*** DATA PROVIDED ***

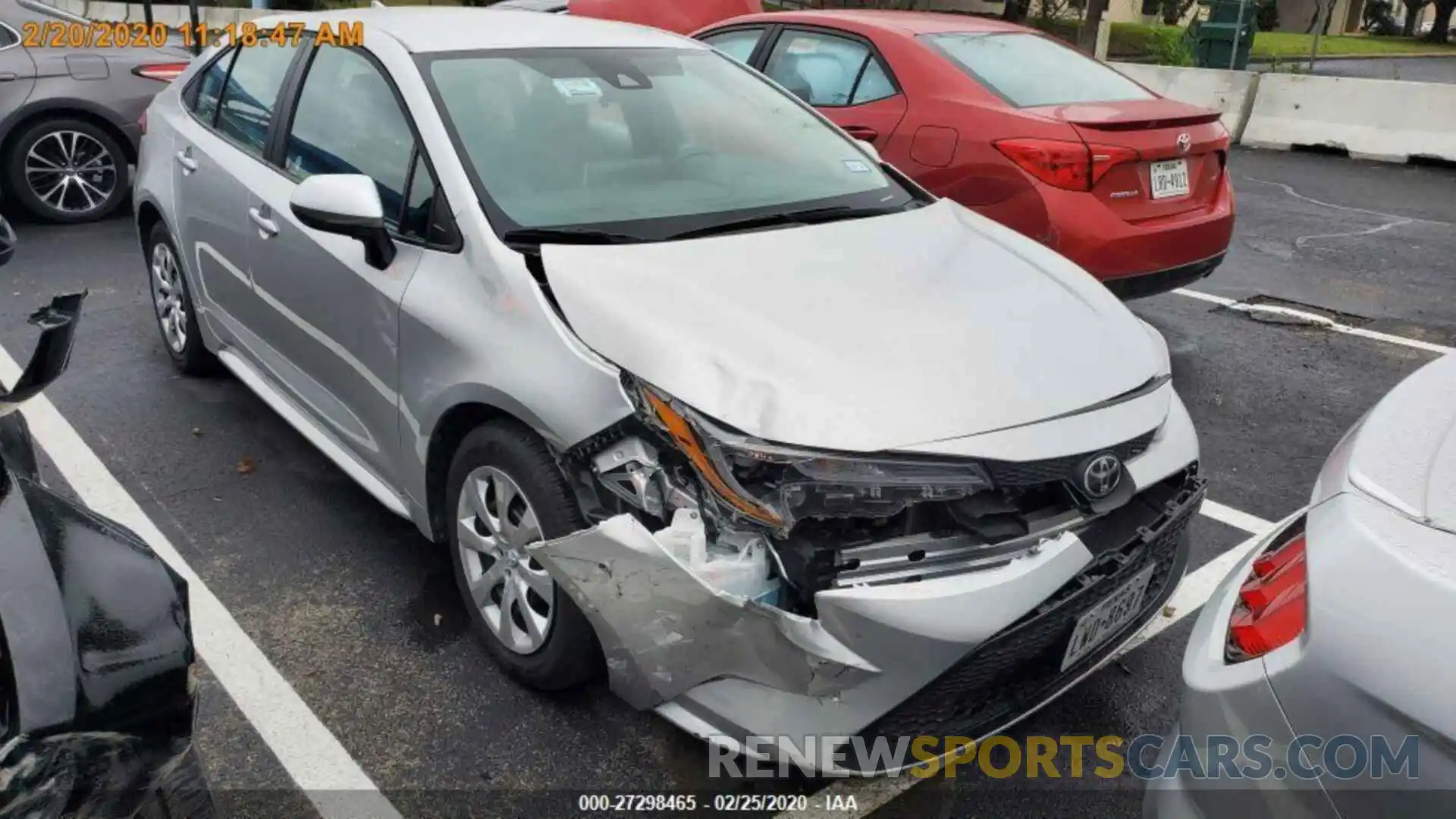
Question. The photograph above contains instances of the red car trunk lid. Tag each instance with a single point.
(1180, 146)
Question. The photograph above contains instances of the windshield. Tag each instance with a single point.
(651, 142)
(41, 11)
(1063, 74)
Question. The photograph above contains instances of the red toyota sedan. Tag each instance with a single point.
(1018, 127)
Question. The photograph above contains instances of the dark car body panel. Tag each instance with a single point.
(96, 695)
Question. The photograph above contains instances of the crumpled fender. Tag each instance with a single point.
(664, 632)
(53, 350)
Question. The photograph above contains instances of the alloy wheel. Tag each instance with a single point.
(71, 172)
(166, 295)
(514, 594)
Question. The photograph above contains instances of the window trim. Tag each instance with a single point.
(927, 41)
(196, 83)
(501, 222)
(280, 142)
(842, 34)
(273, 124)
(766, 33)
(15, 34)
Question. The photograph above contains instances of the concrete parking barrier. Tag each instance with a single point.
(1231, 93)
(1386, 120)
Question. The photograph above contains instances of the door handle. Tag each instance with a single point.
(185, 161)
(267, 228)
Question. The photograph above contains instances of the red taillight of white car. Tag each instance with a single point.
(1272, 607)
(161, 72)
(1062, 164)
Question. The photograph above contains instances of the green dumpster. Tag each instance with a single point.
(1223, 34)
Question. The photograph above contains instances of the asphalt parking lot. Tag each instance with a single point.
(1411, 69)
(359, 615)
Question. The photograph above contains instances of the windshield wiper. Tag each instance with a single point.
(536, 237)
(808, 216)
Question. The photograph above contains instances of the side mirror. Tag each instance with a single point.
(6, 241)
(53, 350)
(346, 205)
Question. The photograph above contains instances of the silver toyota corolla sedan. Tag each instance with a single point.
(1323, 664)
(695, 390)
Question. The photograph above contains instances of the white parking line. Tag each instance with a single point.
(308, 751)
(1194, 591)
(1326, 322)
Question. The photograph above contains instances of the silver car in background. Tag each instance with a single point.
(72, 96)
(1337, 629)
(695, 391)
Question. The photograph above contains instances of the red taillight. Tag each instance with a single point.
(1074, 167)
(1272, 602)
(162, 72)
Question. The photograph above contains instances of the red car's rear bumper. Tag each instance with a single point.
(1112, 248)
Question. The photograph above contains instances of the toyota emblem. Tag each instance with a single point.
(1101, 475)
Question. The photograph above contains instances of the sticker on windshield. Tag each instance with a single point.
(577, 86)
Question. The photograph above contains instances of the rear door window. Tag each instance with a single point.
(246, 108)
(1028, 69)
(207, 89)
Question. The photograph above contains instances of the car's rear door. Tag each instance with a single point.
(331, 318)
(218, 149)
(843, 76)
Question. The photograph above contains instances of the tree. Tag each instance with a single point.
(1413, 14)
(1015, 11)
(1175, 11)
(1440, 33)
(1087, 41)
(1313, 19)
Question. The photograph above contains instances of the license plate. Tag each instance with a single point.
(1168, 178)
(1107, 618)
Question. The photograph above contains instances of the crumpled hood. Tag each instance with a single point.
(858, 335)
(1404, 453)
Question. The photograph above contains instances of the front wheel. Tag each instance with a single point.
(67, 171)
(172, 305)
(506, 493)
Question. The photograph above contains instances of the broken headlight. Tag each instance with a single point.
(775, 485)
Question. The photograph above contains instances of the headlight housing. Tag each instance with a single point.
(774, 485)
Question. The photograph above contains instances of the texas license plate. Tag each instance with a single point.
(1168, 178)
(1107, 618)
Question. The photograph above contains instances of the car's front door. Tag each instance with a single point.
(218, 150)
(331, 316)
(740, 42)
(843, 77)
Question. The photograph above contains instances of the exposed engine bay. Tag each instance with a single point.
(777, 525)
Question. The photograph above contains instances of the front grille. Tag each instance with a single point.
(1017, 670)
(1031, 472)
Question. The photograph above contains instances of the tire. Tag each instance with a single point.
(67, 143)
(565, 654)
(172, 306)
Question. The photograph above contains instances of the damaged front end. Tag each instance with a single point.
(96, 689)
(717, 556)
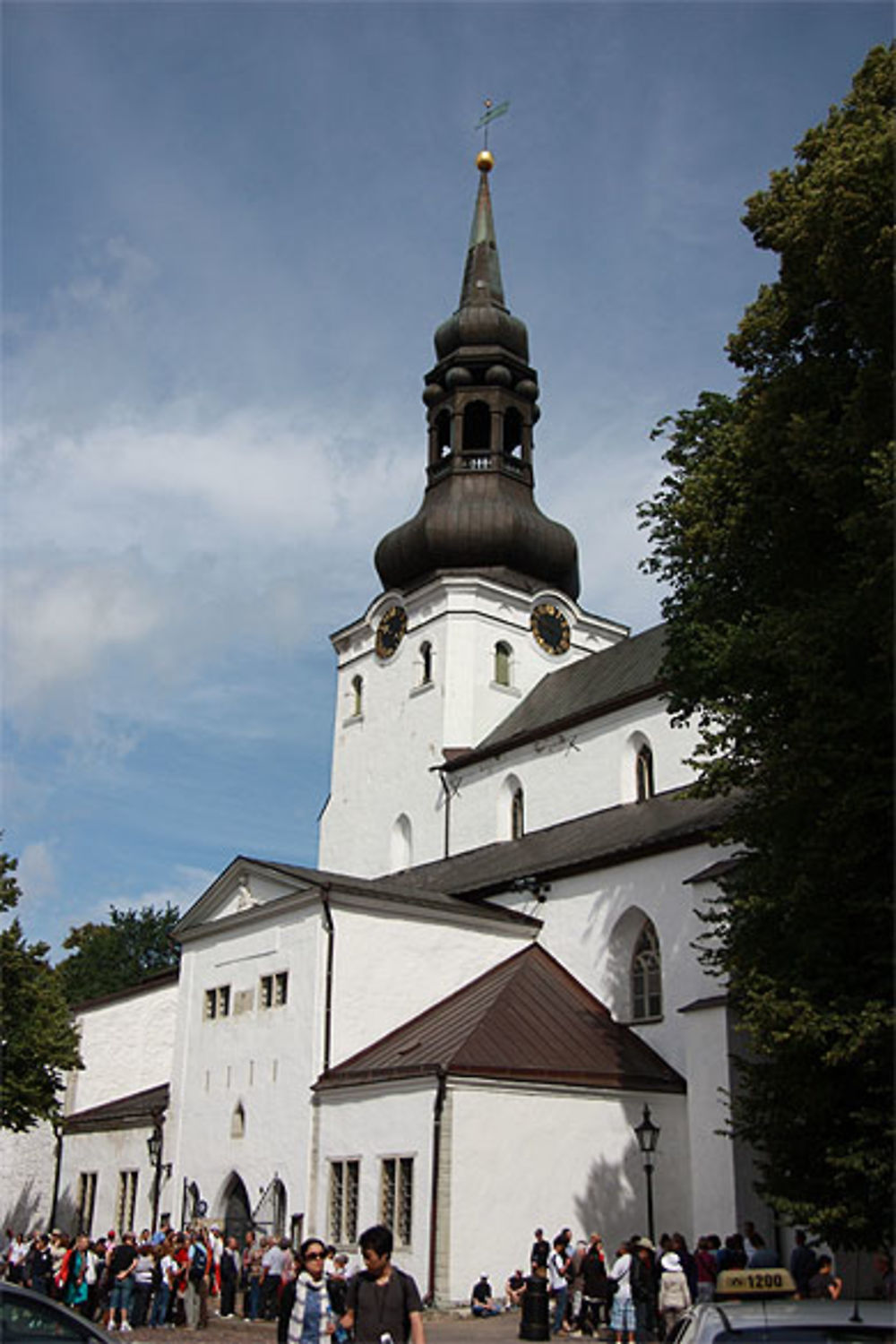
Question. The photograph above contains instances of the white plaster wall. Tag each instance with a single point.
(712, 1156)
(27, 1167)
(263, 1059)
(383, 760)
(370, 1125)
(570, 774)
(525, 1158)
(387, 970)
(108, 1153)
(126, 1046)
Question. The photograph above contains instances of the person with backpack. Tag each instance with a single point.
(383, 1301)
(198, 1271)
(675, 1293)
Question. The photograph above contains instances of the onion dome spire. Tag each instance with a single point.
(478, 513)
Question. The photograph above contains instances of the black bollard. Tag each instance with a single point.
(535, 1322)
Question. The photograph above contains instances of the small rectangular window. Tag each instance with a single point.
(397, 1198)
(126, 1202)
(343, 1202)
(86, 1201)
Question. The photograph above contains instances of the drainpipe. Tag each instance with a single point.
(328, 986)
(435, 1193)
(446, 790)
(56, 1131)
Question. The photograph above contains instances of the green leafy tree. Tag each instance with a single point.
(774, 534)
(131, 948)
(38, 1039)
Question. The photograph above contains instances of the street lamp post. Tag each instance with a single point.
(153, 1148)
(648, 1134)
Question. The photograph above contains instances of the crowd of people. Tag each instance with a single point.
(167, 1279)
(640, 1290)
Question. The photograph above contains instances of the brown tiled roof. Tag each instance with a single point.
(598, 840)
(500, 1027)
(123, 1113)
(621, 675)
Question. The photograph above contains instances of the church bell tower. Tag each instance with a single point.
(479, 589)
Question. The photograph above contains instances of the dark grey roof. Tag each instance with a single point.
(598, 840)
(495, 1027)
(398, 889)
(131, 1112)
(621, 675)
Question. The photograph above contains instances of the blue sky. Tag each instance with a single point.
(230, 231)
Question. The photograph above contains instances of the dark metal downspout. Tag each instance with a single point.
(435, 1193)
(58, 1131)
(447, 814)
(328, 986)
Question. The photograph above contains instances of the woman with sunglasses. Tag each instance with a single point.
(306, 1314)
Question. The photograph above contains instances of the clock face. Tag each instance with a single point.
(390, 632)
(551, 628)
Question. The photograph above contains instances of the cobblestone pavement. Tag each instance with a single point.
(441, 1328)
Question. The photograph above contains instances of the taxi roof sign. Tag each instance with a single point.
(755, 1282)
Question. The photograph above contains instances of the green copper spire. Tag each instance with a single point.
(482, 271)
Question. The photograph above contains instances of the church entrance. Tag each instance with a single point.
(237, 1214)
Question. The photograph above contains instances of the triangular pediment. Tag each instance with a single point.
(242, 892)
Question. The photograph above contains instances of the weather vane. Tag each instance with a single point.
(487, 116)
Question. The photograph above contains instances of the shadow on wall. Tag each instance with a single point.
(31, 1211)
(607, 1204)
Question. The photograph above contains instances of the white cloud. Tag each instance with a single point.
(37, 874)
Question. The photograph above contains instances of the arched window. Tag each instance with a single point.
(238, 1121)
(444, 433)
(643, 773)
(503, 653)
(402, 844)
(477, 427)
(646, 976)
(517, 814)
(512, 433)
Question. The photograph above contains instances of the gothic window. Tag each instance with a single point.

***

* **BRIEF**
The records above, minus their pictures, are to be returned verbatim.

* **EXPECTED ANSWER**
Question. The photograph above contains instances of the red car trunk lid. Tag each instance with a single point.
(1180, 146)
Question. The photograph above contains instances of the windshield. Tag each instance with a single point.
(651, 142)
(41, 11)
(1063, 74)
Question. The photograph above contains instances of the red toyota sedan. Tag each instance with a single point.
(1018, 127)
Question. The photograph above contains instances of the dark car body panel. Tag each instance with a single point.
(96, 695)
Question. The photograph above contains instances of the crumpled fender. Tag each instance with a single point.
(664, 632)
(53, 350)
Question. The photograph above contains instances of the alloy wheel. Tag each instance with a single point.
(71, 172)
(166, 295)
(514, 594)
Question. The photograph above contains instances of the window trim. Tag each instance with a single point.
(927, 41)
(196, 83)
(501, 222)
(280, 142)
(842, 34)
(273, 124)
(766, 33)
(15, 34)
Question. The photograph above contains instances of the concrete parking barrier. Tag each instance with a single point.
(1231, 93)
(1386, 120)
Question. The photograph above contains instances of the door handle. Tag each instance with a single point.
(185, 161)
(267, 228)
Question. The photograph above contains instances of the red taillight of white car. Tag each instance with a single point.
(1272, 607)
(161, 72)
(1062, 164)
Question. The photograph above contains instances of the green dumpster. Tag each instance with a single point.
(1223, 34)
Question. The photograph above contains instances of the asphalt parking lot. Tag each instance with a single point.
(1411, 69)
(359, 615)
Question. The photograph above contains instances of the windshield wiper. Tag each instance with a single point.
(536, 237)
(808, 216)
Question. The photograph above contains instances of the side mirror. Tag each instance with a single point.
(6, 241)
(53, 350)
(346, 205)
Question. The photograph above contains instances of the silver toyota corolla sedan. Tag each instance with a single point.
(1323, 664)
(695, 390)
Question. The photograph above contains instances of the white parking line. Tag each instance with a single point.
(308, 751)
(1194, 591)
(1326, 322)
Question. The photograph above contains instances of the silver car in background. Tag each instance with a single point.
(72, 96)
(1337, 629)
(695, 391)
Question. The photograph above contains instances of the red taillight. Tag each instance with a single point.
(1074, 167)
(1272, 602)
(162, 72)
Question. The photograph above contains instances of the red car's rear bumper. Tag each instance with a single point.
(1112, 248)
Question. The photograph above contains instances of the toyota emblem. Tag each instance with a single point.
(1101, 475)
Question. The photograph above contains instances of the sticker on windshield. Tag each instance with a single point.
(577, 86)
Question. The photograph above contains instances of the rear door window. Tag each instance with a single point.
(246, 108)
(1028, 69)
(207, 89)
Question. The photograph above contains instances of the car's rear door. Tag each instance with a single point.
(331, 318)
(218, 149)
(843, 76)
Question. The photograph above contains instances of the tree. Tag each instance with a single point.
(1413, 14)
(1015, 11)
(1175, 11)
(1440, 33)
(1087, 41)
(1313, 19)
Question. The photograph above contains instances of the license plate. Tag each instance with a single point.
(1168, 178)
(1107, 618)
Question. The photograph above contains instances of the crumpled hood. Tag each instance with a single point.
(858, 335)
(1404, 453)
Question. The photograph above contains instances of the front wheel. Tag each instance with a single point.
(67, 171)
(172, 305)
(506, 493)
Question. The photograph above contains instances of the broken headlight. Tag each instance with a single point.
(775, 485)
Question. The photograph above contains instances of the headlight housing. Tag each instance with a single point.
(774, 485)
Question. The photograph above contains instances of the texas license plate. Tag each instance with a single point.
(1168, 178)
(1107, 618)
Question. The photograph above contains instances of the car's front door. Tag each instance with a single point.
(218, 150)
(331, 316)
(740, 42)
(843, 77)
Question. The photograph above contains instances of the exposed engine bay. Tag each instance with a single point.
(777, 525)
Question. The photograph above contains instances of the front grille. Tag each instance with a single point.
(1017, 670)
(1031, 472)
Question. The photograph above contains instances of the tire. Tag each instance with a single point.
(67, 143)
(565, 654)
(172, 306)
Question. The photograph above contains instances of the damaged front end. Tag each instance with a single point.
(96, 689)
(717, 556)
Question. The photograph above contains instances of the white plaster wall. Tag each instance with a single point.
(712, 1156)
(27, 1167)
(263, 1059)
(383, 760)
(370, 1125)
(570, 774)
(525, 1158)
(387, 970)
(108, 1153)
(126, 1046)
Question. The photograph above contains instances of the person with backpack. Tag each instance with a single point.
(383, 1301)
(198, 1271)
(675, 1293)
Question. The photograph above contains instances of the onion dome spire. Tag each instance with a single point.
(478, 513)
Question. The photograph above contains instances of the black bollard. Tag each instance with a single point.
(535, 1322)
Question. The photograph above contains instances of the small rectangular window. Tag each instance with a single point.
(397, 1198)
(126, 1202)
(343, 1202)
(86, 1201)
Question. The photograph above contains instances of the drainpipe. Tag each instance with a single point.
(328, 986)
(435, 1193)
(446, 790)
(56, 1131)
Question. The photograph above contains instances of the green leafy tree. Tag each instance with a single point.
(774, 534)
(131, 948)
(38, 1039)
Question. The photograph above contains instances of the street lamp post. Tag each instance with a single point.
(153, 1148)
(648, 1134)
Question. The photograph above contains instances of the crowd of people. Tag each instance with a single point.
(167, 1279)
(640, 1290)
Question. The photograph above contains instances of the brown tiled roof. Tag each instance with a single point.
(598, 840)
(500, 1027)
(123, 1113)
(621, 675)
Question. The photograph above contains instances of the church bell tower. Tag each instance with a single point.
(479, 589)
Question. The photograph above contains instances of the dark grey roof. Tag each instance with a single point.
(598, 840)
(495, 1027)
(398, 889)
(131, 1112)
(621, 675)
Question. The photograph above contains instances of the blue sky. Tag each instance with a single point.
(230, 231)
Question. The photograph above contains instances of the dark metal downspout. Tag each instance with a single point.
(435, 1193)
(58, 1131)
(447, 814)
(328, 986)
Question. The photograph above contains instances of the woman with sunglasses. Tag each instance with a single point.
(306, 1314)
Question. The photograph above contains instances of the clock face. Tag each instance with a single point.
(390, 632)
(551, 628)
Question. The photograph above contains instances of the cobblestone pavement. Tag each instance with a single point.
(441, 1328)
Question. The photograph above contains instances of the taxi roof sign. Tag each instance with a single point.
(755, 1282)
Question. The photograph above contains instances of the green copper spire. Tag each instance with a single point.
(482, 271)
Question. The photograph above contains instances of the church entrance. Tag each instance with a single point.
(237, 1214)
Question. The photograph above contains instances of the triangular pediment. Tag each instance with a single point.
(242, 892)
Question. The photograph above contains instances of the weather vane. Tag each instance with a single point.
(487, 116)
Question. The photograph above contains instances of the shadow on wall. Tag each instance with a single point.
(31, 1211)
(607, 1204)
Question. The photograph above contains instances of the white cloud. Tag each instance with a single point.
(37, 874)
Question. The photograph above contains instances of the arched window. Tag each instance with a single point.
(238, 1121)
(444, 433)
(643, 773)
(503, 653)
(402, 844)
(477, 427)
(646, 976)
(517, 814)
(512, 433)
Question. The photograph above contains instances of the gothic window. Tag each instance with a single point.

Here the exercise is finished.